-------- Information shown
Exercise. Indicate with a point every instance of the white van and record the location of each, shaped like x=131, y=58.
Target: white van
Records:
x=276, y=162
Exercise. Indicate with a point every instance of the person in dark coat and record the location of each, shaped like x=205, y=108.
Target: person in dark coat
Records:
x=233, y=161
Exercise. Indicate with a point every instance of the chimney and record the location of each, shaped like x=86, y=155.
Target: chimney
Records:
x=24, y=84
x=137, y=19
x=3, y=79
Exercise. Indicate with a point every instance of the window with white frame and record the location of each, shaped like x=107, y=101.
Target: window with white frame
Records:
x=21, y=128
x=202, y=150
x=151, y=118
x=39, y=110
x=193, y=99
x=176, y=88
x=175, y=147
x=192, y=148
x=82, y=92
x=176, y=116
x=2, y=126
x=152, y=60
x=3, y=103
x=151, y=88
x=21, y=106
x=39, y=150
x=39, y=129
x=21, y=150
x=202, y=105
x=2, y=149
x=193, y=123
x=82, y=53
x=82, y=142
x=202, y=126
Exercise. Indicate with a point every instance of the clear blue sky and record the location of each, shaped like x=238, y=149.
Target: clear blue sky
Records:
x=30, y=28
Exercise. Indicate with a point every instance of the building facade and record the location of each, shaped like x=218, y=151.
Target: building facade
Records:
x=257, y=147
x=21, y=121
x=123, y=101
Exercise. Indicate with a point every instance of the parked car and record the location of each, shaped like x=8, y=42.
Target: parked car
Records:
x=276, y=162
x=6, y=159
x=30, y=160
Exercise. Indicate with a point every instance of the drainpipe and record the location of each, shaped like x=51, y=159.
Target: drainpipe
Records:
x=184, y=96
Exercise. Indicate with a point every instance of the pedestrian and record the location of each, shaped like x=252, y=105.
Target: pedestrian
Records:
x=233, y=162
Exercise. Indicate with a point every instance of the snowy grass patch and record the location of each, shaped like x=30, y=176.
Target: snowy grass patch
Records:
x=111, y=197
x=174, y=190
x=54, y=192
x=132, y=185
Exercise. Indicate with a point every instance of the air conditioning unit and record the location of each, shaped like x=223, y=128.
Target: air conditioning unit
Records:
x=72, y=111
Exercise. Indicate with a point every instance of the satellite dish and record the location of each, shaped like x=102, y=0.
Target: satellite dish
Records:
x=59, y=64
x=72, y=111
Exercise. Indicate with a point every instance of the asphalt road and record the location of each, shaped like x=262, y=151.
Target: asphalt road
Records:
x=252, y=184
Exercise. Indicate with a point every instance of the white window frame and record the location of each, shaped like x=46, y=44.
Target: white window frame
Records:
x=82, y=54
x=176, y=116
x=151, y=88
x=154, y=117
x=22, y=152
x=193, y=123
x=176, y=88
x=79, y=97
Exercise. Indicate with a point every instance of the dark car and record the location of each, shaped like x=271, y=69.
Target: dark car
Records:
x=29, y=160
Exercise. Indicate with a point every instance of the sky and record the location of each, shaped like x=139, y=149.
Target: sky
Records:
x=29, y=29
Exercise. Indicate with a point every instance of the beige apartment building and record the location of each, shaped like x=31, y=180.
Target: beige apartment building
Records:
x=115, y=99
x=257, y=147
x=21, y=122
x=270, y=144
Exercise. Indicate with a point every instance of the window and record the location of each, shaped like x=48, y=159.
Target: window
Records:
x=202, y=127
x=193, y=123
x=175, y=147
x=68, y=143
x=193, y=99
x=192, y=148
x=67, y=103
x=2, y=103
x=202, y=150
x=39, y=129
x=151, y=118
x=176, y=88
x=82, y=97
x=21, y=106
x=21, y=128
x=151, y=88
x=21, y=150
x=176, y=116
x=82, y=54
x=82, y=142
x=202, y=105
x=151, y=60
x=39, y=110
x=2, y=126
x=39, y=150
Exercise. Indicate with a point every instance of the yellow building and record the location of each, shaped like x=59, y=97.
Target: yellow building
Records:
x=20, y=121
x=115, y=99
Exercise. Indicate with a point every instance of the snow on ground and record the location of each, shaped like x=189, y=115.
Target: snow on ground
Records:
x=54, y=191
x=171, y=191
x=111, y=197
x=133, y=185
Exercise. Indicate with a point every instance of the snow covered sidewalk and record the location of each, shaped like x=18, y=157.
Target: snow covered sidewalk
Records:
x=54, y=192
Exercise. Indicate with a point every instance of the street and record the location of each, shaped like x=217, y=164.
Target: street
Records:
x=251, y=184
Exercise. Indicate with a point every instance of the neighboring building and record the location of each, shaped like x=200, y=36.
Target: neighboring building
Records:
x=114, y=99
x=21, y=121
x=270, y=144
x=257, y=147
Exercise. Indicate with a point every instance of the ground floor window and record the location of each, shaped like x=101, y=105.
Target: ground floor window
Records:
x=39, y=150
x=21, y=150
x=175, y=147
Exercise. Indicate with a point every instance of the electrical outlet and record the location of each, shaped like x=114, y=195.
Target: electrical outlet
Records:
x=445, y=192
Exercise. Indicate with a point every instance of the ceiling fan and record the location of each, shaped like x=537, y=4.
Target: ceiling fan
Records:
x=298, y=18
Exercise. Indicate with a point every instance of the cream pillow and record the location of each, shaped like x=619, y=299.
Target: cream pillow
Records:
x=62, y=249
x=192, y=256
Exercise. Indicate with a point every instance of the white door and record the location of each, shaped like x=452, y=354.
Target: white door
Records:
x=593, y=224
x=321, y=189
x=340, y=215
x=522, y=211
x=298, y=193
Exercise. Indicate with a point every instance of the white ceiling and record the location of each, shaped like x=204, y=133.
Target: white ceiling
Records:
----------------
> [Challenge] Resize the data between the lines holding "Exercise. Indicate with a point every instance of the clear" and "x=123, y=101", inclusive, and write every line in that span out again. Multiply each x and y coordinate listed after a "Records:" line by 0.25 and round to a whole number, with halves rounded up. Leave all other text and numbers unchanged.

> [Solution to the problem]
Exercise. Indicate with a point every instance of the clear blue sky and record the location of each, shaped like x=238, y=149.
Target: clear blue sky
Records:
x=8, y=7
Exercise. Indicate with a point every instance of the building facade and record the location of each, shaped like x=218, y=151.
Target: building facade
Records:
x=64, y=37
x=5, y=30
x=31, y=25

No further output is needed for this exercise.